What the task requires
Render everything from the start of the entries down to the line containing "[370, 19, 409, 99]", both ends included, as a Markdown table with columns Row and Line. Omit blank lines.

Raw data
○ ○ ○ ○
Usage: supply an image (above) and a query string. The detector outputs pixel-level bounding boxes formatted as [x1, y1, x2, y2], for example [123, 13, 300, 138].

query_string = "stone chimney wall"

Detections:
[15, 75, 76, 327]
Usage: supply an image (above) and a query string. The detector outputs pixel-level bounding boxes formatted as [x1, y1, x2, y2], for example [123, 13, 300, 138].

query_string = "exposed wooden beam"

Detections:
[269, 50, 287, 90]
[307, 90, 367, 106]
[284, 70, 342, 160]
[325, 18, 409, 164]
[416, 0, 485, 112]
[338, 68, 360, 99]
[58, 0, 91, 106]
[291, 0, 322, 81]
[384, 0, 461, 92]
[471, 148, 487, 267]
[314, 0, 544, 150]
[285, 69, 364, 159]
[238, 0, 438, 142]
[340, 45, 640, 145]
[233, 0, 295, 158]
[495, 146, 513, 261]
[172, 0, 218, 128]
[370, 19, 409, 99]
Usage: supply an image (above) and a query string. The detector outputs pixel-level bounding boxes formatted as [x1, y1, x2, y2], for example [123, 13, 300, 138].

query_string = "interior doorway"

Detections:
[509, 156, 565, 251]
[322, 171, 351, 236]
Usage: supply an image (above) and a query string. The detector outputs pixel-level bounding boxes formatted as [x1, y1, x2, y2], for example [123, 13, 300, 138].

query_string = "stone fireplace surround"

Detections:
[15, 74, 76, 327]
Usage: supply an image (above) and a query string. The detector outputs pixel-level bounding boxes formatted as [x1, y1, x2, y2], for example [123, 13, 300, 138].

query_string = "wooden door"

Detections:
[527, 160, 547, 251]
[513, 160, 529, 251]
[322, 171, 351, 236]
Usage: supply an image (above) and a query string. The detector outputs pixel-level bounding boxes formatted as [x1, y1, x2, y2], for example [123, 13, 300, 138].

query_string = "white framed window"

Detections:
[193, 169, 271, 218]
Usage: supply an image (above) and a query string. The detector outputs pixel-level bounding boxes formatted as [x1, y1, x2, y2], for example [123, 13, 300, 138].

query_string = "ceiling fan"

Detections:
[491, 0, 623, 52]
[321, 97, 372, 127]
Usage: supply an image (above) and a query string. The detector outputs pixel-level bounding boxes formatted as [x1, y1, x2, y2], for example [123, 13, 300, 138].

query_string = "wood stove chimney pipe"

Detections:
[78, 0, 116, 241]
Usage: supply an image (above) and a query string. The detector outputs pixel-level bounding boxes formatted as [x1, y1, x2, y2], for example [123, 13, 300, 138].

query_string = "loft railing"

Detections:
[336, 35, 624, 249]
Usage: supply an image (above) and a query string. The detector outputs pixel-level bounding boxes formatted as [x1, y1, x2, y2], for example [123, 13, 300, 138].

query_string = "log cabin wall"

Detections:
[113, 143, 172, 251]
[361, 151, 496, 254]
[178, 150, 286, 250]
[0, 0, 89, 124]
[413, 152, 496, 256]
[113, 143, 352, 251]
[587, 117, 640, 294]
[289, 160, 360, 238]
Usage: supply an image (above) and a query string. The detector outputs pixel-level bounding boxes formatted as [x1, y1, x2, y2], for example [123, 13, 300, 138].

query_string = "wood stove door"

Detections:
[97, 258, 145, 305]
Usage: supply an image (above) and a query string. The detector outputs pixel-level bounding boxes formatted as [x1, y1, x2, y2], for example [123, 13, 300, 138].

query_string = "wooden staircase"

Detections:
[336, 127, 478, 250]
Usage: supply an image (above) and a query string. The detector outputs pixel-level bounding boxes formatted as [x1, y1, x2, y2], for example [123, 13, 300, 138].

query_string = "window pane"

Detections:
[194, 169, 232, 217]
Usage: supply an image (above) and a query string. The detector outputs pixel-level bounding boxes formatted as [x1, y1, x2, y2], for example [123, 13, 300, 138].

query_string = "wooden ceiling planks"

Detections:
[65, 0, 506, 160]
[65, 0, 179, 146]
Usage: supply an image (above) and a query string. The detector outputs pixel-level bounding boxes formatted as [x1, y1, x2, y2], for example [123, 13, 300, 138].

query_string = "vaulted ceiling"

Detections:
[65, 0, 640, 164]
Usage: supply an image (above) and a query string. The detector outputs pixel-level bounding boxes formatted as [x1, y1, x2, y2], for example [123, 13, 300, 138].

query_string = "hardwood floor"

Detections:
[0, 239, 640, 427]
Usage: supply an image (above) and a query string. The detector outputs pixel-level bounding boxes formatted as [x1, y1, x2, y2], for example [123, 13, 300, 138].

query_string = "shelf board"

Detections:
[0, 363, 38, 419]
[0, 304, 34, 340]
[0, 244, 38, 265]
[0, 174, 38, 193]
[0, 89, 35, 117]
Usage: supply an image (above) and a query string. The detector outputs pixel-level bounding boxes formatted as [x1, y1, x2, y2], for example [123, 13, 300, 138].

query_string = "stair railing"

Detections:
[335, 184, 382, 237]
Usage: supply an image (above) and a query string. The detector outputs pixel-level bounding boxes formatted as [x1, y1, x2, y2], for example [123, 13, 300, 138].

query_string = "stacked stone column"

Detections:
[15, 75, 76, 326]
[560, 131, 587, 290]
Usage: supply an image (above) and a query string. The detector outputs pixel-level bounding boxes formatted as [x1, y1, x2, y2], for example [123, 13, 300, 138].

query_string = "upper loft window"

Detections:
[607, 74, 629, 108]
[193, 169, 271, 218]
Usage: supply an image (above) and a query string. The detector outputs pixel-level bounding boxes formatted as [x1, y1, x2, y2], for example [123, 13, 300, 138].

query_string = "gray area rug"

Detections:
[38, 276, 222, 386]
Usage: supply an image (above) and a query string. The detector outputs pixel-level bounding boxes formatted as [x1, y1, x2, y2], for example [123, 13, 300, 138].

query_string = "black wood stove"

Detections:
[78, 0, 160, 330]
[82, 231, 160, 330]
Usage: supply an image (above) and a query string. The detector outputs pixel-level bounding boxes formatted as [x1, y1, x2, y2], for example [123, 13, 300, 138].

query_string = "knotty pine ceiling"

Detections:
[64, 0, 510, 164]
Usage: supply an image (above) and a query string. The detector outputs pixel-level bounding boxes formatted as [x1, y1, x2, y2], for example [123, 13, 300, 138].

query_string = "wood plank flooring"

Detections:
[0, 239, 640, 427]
○ ○ ○ ○
Final result
| Row | Line |
|---|---|
| 1 | Usage: supply an image (above) and a query string. The detector outputs pixel-level bounding boxes formatted as [x1, y1, x2, y2], for example [123, 13, 300, 138]. |
| 2 | query_string = "stone chimney wall" |
| 3 | Detections: |
| 4 | [15, 75, 76, 327] |
| 5 | Usage: supply an image (above) and a query string. The detector outputs pixel-level bounding boxes formatted as [x1, y1, x2, y2], for example [123, 13, 300, 138]. |
| 6 | query_string = "exposed wooden beam" |
| 7 | Detections: |
| 8 | [269, 50, 287, 90] |
| 9 | [307, 90, 367, 106] |
| 10 | [284, 70, 342, 160] |
| 11 | [325, 18, 409, 164] |
| 12 | [416, 0, 485, 112] |
| 13 | [338, 68, 360, 99] |
| 14 | [58, 0, 91, 106] |
| 15 | [291, 0, 322, 81] |
| 16 | [384, 0, 461, 92] |
| 17 | [471, 148, 487, 267] |
| 18 | [314, 0, 544, 150] |
| 19 | [285, 69, 364, 159] |
| 20 | [238, 0, 438, 142] |
| 21 | [340, 45, 640, 145] |
| 22 | [233, 0, 295, 158] |
| 23 | [495, 146, 513, 261] |
| 24 | [172, 0, 218, 128] |
| 25 | [370, 19, 409, 99] |